# [Work instruction]
Could you write out the listing below again, exactly?

================================

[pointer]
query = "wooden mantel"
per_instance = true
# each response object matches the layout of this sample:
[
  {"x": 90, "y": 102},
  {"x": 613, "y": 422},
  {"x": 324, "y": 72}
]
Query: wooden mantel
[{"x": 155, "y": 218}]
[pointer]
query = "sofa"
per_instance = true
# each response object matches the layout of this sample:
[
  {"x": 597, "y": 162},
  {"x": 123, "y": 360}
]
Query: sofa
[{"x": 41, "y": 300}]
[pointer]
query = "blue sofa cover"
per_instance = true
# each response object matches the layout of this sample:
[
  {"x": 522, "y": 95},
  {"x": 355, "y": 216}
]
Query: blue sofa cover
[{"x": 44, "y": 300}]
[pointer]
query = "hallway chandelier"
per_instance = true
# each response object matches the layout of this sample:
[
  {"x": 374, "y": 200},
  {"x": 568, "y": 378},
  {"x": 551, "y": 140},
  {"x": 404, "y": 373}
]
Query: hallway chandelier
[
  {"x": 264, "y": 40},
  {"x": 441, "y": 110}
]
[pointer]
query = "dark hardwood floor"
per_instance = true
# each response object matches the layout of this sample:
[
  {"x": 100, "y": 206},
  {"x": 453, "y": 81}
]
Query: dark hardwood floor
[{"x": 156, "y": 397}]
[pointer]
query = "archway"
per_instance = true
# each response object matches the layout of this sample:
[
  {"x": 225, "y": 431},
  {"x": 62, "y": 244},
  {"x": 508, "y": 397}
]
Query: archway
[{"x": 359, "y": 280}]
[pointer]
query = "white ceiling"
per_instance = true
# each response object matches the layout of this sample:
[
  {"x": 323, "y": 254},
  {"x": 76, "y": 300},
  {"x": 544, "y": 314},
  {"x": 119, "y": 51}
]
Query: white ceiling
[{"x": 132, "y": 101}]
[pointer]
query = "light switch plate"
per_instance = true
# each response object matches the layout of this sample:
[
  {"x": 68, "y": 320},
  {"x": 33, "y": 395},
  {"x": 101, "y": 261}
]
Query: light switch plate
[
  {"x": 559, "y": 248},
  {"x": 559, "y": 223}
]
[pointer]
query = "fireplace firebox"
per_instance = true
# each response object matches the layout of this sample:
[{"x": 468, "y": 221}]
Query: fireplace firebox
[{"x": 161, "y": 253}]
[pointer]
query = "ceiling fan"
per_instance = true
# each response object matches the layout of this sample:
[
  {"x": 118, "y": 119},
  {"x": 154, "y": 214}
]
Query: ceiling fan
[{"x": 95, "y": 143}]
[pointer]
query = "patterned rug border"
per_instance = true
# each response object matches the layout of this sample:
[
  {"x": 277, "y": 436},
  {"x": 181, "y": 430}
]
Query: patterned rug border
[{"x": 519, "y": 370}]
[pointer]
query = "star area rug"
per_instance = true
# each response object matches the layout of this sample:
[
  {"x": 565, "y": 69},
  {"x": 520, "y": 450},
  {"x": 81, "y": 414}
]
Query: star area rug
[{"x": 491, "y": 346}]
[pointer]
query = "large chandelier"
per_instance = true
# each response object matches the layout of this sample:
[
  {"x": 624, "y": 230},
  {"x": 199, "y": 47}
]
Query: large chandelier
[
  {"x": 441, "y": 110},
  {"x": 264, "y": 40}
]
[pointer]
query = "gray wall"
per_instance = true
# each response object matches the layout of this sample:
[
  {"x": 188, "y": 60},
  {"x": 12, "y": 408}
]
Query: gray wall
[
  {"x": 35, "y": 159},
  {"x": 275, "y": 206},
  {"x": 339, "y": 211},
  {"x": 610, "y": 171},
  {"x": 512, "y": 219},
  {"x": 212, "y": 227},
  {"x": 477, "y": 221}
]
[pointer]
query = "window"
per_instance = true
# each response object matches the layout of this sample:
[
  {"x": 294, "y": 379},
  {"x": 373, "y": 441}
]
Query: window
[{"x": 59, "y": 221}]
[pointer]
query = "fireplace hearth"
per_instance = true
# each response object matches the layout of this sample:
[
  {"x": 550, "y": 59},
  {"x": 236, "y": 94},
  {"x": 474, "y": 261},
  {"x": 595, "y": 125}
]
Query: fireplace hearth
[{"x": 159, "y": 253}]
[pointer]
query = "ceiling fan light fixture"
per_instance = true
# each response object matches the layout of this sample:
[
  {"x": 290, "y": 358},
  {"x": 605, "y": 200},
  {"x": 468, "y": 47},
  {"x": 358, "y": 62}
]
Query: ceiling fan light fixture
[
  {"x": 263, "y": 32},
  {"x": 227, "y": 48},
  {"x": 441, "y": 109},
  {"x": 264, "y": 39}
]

================================

# [Exercise response]
[pointer]
query = "wooden mantel"
per_instance = true
# each response object matches the layout of this sample:
[
  {"x": 90, "y": 102},
  {"x": 613, "y": 422},
  {"x": 324, "y": 72}
]
Query: wooden mantel
[{"x": 155, "y": 218}]
[pointer]
query = "sofa"
per_instance = true
# each response object matches the layout of this sample:
[
  {"x": 597, "y": 162},
  {"x": 123, "y": 360}
]
Query: sofa
[{"x": 41, "y": 300}]
[pointer]
query = "blue sofa cover"
per_instance = true
# each response object matches the layout of this sample:
[
  {"x": 522, "y": 95},
  {"x": 355, "y": 216}
]
Query: blue sofa cover
[{"x": 44, "y": 300}]
[pointer]
query = "hallway chandelier"
per_instance = true
# each response object matches the layout of this sample:
[
  {"x": 374, "y": 200},
  {"x": 568, "y": 378},
  {"x": 551, "y": 140},
  {"x": 404, "y": 373}
]
Query: hallway chandelier
[
  {"x": 264, "y": 40},
  {"x": 441, "y": 110}
]
[pointer]
query = "dark hardwood floor"
per_instance = true
# each response object matches the layout of this sample:
[
  {"x": 100, "y": 206},
  {"x": 453, "y": 81}
]
Query: dark hardwood floor
[{"x": 156, "y": 397}]
[pointer]
query = "archway"
per_instance = true
# each response object matches the layout of this sample:
[
  {"x": 225, "y": 431},
  {"x": 62, "y": 244},
  {"x": 508, "y": 397}
]
Query: archway
[{"x": 359, "y": 280}]
[pointer]
query = "white ceiling"
per_instance = true
# each response object matches the layout of this sample:
[
  {"x": 323, "y": 254},
  {"x": 76, "y": 300},
  {"x": 544, "y": 314},
  {"x": 119, "y": 51}
]
Query: white ceiling
[{"x": 132, "y": 101}]
[pointer]
query = "light switch plate"
per_instance = true
# each response object matches the layout of this sample:
[
  {"x": 68, "y": 320},
  {"x": 33, "y": 395},
  {"x": 101, "y": 261}
]
Query: light switch plate
[
  {"x": 559, "y": 248},
  {"x": 559, "y": 223}
]
[pointer]
query = "fireplace firebox"
per_instance = true
# each response object matches the layout of this sample:
[{"x": 468, "y": 221}]
Query: fireplace firebox
[{"x": 161, "y": 253}]
[pointer]
query = "ceiling fan"
per_instance = true
# each response object matches the layout of this sample:
[
  {"x": 118, "y": 119},
  {"x": 154, "y": 214}
]
Query: ceiling fan
[{"x": 95, "y": 143}]
[pointer]
query = "patterned rug border"
per_instance = true
# each response object matches the layout of this sample:
[
  {"x": 277, "y": 436},
  {"x": 181, "y": 430}
]
Query: patterned rug border
[{"x": 519, "y": 370}]
[pointer]
query = "star area rug"
per_instance = true
# each response object matches the layout of this sample:
[
  {"x": 565, "y": 69},
  {"x": 520, "y": 450},
  {"x": 81, "y": 414}
]
Query: star area rug
[{"x": 491, "y": 346}]
[pointer]
query = "large chandelier"
per_instance = true
# each response object matches the layout of this sample:
[
  {"x": 624, "y": 230},
  {"x": 199, "y": 47}
]
Query: large chandelier
[
  {"x": 441, "y": 110},
  {"x": 264, "y": 40}
]
[pointer]
query = "gray wall"
per_instance = true
# each response object matches the layout of this sample:
[
  {"x": 188, "y": 60},
  {"x": 12, "y": 408}
]
Query: gray wall
[
  {"x": 35, "y": 159},
  {"x": 275, "y": 206},
  {"x": 339, "y": 211},
  {"x": 610, "y": 171},
  {"x": 512, "y": 219},
  {"x": 212, "y": 227},
  {"x": 477, "y": 221}
]
[pointer]
query = "window"
per_instance = true
# each response object matches the layout of this sample:
[
  {"x": 294, "y": 379},
  {"x": 373, "y": 441}
]
Query: window
[{"x": 59, "y": 221}]
[pointer]
query = "fireplace hearth"
per_instance = true
# each response object matches the layout of this sample:
[
  {"x": 550, "y": 59},
  {"x": 236, "y": 94},
  {"x": 474, "y": 261},
  {"x": 595, "y": 125}
]
Query: fireplace hearth
[{"x": 159, "y": 253}]
[pointer]
query = "ceiling fan light fixture"
per_instance = true
# each response object matches the layout of this sample:
[
  {"x": 290, "y": 358},
  {"x": 605, "y": 200},
  {"x": 468, "y": 47},
  {"x": 358, "y": 62}
]
Query: ceiling fan light fixture
[
  {"x": 263, "y": 32},
  {"x": 227, "y": 48},
  {"x": 441, "y": 109},
  {"x": 264, "y": 39}
]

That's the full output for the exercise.